• Study questions:
a – In the Ark Prize of the Free Word article, where is the art object bearing the laureates' names kept?
b – Carry on the Ark Prize of the Free Word article from its last line.

• Passage to read:
= Ark Prize of the Free Word =

The Arkprijs van het Vrije Woord (Ark Prize of the Free Word) is a symbolic award created in 1951 by Herman Teirlinck and the editorial team of the Nieuw Vlaams Tijdschrift (New Flemish magazine) to counteract ideologically driven restrictions on the freedom of expression.

Teirlinck wanted to spotlight those persons who actively promote the freedom of opinion. No financial reward is associated with the prize. The names of the laureates are engraved in an art object (the Ark) kept in the AMVC in Antwerp.

==Laureates of the Arkprijs van het Vrije Woord==

- 1951 Christine D'Haen for 'Gedichten'
- 1952 Hugo Claus for De Metsiers
- 1953 Maurice D'Haese for De Heilige Gramschap
- 1954 Frans Goddemaere for 'Nola'
- 1955 Jos De Haes for 'Gedaanten'
- 1956 Frans De Bruyn for 'Tekens in Steen'
- 1957 Albert Bontridder for Dood Hout
- 1958 Ivo Michiels for 'Het Afscheid'
- 1959 Libera Carlier for 'Action Station - Go !
- 1960 Ward Ruyslinck for De madonna met de buil
- 1961 Hugues C. Pernath for 'Het Masker Man'
- 1962 Georges Hebbelinck for 'De Journalist'
- 1963 Paul Snoek for 'Richelieu'
- 1964 Daniel Robberechts for 'Zesmaal'
- 1965 Willy Roggeman for 'Blues for Glazen Blazers'
- 1966 Astère M. Dhondt for 'God in Vlaanderen'
- 1967 Jef Geeraerts for De Troglodieten
- 1968 C.C. Krijgelmans for 'Homunculi'
- 1969 Patrick Conrad for 'Mercantile Marine Engineering'
- 1970 Roger van de Velde for Recht op Antwoord
- 1971 Eddy Van Vliet for Columbus Tevergeefs
- 1972 Marcel van Maele for Ik ruik mensenvlees, zei de reus
- 1973 Rob Goswin for 'Vanitas Vanitas'
- 1974 Fernand Auwera for 'Zelfportret met Gesloten Ogen'
- 1975 Internationale Nieuwe Scene for 'Mistero Buffo'
- 1976 Leonard Nolens for Twee Vormen van Zwijgen
- 1977 Freddy de Vree for 'Steden en Sentimenten'
- 1978 Roger M.J. De Neef for 'Gestorven Getal'
- 1979 Frans Boenders for 'Denken in Tweespraak'
- 1980 Lucienne Stassaert for Parfait Amour
- 1981 Robbe De Hert for his movies.

• Recorded data:
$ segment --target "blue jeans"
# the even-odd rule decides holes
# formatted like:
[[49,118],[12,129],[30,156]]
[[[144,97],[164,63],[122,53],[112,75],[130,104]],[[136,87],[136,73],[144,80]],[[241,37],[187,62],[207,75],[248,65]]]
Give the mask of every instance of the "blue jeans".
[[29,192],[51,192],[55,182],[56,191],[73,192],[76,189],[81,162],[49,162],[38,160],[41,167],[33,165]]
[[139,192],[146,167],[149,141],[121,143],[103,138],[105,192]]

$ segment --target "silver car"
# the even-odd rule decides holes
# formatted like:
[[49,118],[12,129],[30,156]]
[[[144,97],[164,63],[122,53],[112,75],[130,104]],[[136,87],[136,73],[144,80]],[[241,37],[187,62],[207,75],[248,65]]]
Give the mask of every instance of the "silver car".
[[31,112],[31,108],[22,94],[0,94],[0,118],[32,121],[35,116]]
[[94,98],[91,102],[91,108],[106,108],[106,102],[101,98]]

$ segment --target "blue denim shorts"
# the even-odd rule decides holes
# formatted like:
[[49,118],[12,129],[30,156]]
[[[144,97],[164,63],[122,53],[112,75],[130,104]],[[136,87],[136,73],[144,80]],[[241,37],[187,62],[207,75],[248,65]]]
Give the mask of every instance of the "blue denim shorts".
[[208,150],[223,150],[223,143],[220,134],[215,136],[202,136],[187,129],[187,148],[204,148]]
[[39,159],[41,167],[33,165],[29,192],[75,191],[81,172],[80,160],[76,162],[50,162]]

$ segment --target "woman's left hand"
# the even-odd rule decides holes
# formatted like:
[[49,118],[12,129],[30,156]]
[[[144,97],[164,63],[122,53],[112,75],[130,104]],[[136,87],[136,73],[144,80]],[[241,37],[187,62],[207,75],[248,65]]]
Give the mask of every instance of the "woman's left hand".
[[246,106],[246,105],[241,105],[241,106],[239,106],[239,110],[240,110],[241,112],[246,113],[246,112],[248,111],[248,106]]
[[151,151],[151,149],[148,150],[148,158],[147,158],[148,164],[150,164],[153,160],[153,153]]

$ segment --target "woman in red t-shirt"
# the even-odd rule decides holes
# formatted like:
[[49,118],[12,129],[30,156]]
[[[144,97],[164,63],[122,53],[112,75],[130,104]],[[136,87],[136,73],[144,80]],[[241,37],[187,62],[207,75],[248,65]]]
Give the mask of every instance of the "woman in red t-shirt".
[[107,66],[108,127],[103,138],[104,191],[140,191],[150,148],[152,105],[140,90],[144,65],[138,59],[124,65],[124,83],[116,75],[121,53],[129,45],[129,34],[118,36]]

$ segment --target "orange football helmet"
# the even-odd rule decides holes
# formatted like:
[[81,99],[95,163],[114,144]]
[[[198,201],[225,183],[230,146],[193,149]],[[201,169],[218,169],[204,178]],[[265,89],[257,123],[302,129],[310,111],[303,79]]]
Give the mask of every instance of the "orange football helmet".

• Answers to the exercises:
a – In the AMVC in Antwerp.

b –
- 1982 Maurice De Wilde for 'De Nieuwe Orde'
- 1983 Bert Van Hoorick for In Tegenstroom
- 1984 Leo Pleysier for Kop in Kas
- 1985 Daniel Buyle for his BRT-Journalism
- 1986 Tone Brulin for his theatre work.
- 1987 De Morgen and Paul Goossens for their journalism
- 1988 Leo Apostel for his philosophical work
- 1989 Stefan Hertmans for Bezoekingen
- 1990 André De Beul for his political courage
- 1991 Frie Leysen for ten year DeSingel
- 1992 Paula D'Hondt for her work for immigrants
- 1993 Jan Blommaert and Jef Verschueren for 'Het Belgisch Migrantendebat'
- 1994 Gerard Alsteens (GAL) for his graphical work
- 1995 Tom Lanoye for 'Maten en Gewichten'
- 1996 Gie van den Berghe for 'Getuigen'
- 1997 Wannes Van de Velde for his music
- 1998 Pjeroo Roobjee for his art
- 1999 Sophie de Schaepdrijver for De Groote Oorlog
- 2000 ZAK for his cartoons
- 2001 Ludo Abicht for Intelligente Emotie
- 2002 Pol Hoste for 'De Lucht naar Mirabel'
- 2003 Wim Distelmans for his contribution to the legalisation of euthanasia
- 2004 Rik Pinxten for 'De Artistieke Samenleving'
- 2005 Christine Van Broeckhoven, molecular geneticist
- 2006 Marleen Temmerman for 'Onrust in de Onderbuik'
- 2007 Roma vzw
- 2008 David Van Reybrouck for 'Missie'
- 2009 Luc Huyse for Seismograaf van de samenleving
- 2010 Geert Buelens: Europa Europa
- 2011 Philippe Van Parijs for his sociopolitical and ethical theories
- 2012 Peter Holvoet-Hanssen for 'De Reis naar Inframundo'
- 2013 Paul De Grauwe for reconsidering traditional economic models and arguing against the perversities of raw capitalism
- 2014 Jeroen Olyslaegers for Winst/Occupy Antwerpen
- 2015 Fikry El Azzouzi for Drarrie in de nacht (roman) en Reizen Jihad (theater)
- 2016 Reinhilde Decleir for Tutti Fratelli
- 2017 Apache.be, research journalism
- 2018 PEN Vlaanderen, commitment to free speech
- 2019 Anuna De Wever and Kyra Gantois, initiators of the Flemish Youth for Climate movement.
- 2020 Jozef Deleu, founding editor of the reviews Ons Erfdeel and Het liegend konijn.